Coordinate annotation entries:
__________________________________________________

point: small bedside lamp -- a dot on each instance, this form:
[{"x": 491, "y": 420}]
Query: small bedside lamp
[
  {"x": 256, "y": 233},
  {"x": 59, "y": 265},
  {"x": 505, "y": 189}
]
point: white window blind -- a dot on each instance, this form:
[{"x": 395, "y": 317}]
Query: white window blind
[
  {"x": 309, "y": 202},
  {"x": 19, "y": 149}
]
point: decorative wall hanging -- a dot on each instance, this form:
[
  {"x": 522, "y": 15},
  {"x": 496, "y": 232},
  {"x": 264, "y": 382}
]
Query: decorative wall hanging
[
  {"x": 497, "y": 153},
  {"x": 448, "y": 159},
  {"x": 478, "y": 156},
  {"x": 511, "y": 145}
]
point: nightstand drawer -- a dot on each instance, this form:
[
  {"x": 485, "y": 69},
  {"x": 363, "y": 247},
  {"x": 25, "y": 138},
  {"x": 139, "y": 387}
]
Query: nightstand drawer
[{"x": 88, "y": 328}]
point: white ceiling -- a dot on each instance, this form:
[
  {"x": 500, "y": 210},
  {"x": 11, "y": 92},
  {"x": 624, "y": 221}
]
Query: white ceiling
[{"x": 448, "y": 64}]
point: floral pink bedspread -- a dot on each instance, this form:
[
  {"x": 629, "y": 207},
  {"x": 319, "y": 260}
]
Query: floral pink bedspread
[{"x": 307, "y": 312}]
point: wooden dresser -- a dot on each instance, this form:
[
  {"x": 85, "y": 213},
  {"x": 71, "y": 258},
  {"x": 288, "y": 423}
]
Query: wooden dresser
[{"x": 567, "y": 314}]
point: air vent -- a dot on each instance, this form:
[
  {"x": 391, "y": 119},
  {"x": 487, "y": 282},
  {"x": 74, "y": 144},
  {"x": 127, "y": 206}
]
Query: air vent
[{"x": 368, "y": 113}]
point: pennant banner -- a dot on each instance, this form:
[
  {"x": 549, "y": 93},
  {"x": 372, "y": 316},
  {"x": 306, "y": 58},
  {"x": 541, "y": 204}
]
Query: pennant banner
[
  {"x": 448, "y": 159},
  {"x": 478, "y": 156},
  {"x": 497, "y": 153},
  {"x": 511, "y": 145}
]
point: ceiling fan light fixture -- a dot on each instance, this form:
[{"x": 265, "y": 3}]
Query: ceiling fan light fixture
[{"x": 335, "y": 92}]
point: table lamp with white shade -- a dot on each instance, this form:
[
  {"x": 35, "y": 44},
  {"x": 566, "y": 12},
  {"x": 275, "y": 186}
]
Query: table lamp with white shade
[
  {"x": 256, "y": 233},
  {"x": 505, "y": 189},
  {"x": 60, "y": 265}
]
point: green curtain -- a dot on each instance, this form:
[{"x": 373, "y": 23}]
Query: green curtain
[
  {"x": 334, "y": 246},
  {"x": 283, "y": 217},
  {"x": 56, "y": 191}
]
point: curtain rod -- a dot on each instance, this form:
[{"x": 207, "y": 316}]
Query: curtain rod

__________________________________________________

## EXERCISE OBJECTIVE
Rewrite every one of the entries above as a numbered list, dropping any blank lines.

## OUTPUT
1. point: small bedside lamp -- a dot on each instance, this form:
2. [{"x": 491, "y": 420}]
3. Query: small bedside lamp
4. [
5.   {"x": 256, "y": 233},
6.   {"x": 59, "y": 265},
7.   {"x": 505, "y": 189}
8. ]
9. point: white window blind -- a dot on each instance, this form:
10. [{"x": 395, "y": 317}]
11. Query: white window blind
12. [
13.   {"x": 309, "y": 202},
14.   {"x": 19, "y": 149}
15. ]
16. point: decorative wall hanging -- a dot on each instance, this form:
17. [
18.   {"x": 522, "y": 15},
19.   {"x": 496, "y": 232},
20.   {"x": 264, "y": 382}
21. ]
22. Query: decorative wall hanging
23. [
24.   {"x": 497, "y": 153},
25.   {"x": 448, "y": 159},
26.   {"x": 478, "y": 156},
27.   {"x": 511, "y": 145}
28. ]
29. point: nightstand drawer -- a dot on each instance, this form:
30. [
31.   {"x": 485, "y": 69},
32.   {"x": 363, "y": 247},
33.   {"x": 25, "y": 138},
34.   {"x": 139, "y": 387}
35. ]
36. Query: nightstand drawer
37. [{"x": 88, "y": 328}]
38. point: white ceiling -- a dot on each instance, this form:
39. [
40.   {"x": 500, "y": 210},
41.   {"x": 11, "y": 92},
42.   {"x": 624, "y": 221}
43. ]
44. Query: white ceiling
45. [{"x": 448, "y": 64}]
46. point: floral pink bedspread -- a dot on each instance, this form:
47. [
48.   {"x": 629, "y": 207},
49.   {"x": 319, "y": 260}
50. ]
51. Query: floral pink bedspread
52. [{"x": 307, "y": 312}]
53. point: wooden dresser -- a dot on each instance, this form:
54. [
55.   {"x": 85, "y": 213},
56.   {"x": 71, "y": 258},
57.   {"x": 288, "y": 423}
58. ]
59. Query: wooden dresser
60. [{"x": 567, "y": 314}]
61. point: air vent -- a dot on each instance, this form:
62. [
63.   {"x": 391, "y": 119},
64.   {"x": 487, "y": 282},
65.   {"x": 74, "y": 144},
66.   {"x": 127, "y": 206}
67. ]
68. Query: air vent
69. [{"x": 368, "y": 113}]
70. point: pennant banner -- a dot on each instance, this form:
71. [
72.   {"x": 549, "y": 93},
73.   {"x": 372, "y": 316},
74.   {"x": 306, "y": 58},
75.   {"x": 541, "y": 204}
76. ]
77. Query: pennant banner
78. [
79.   {"x": 448, "y": 159},
80.   {"x": 478, "y": 156},
81.   {"x": 497, "y": 153},
82.   {"x": 511, "y": 145}
83. ]
84. point: ceiling fan light fixture -- a dot on each instance, this form:
85. [{"x": 265, "y": 3}]
86. Query: ceiling fan light fixture
87. [{"x": 335, "y": 92}]
88. point: table lamp with white shade -- a dot on each instance, this form:
89. [
90.   {"x": 35, "y": 44},
91.   {"x": 566, "y": 12},
92.   {"x": 275, "y": 186}
93. ]
94. Query: table lamp with white shade
95. [
96.   {"x": 256, "y": 233},
97.   {"x": 505, "y": 189},
98.   {"x": 60, "y": 265}
99. ]
100. point: green curtain -- a dot on each instance, this form:
101. [{"x": 373, "y": 23}]
102. Query: green curtain
103. [
104.   {"x": 334, "y": 246},
105.   {"x": 283, "y": 217},
106.   {"x": 56, "y": 191}
107. ]
108. point: curtain rod -- a dot on each instance, this form:
109. [{"x": 207, "y": 316}]
110. Query: curtain rod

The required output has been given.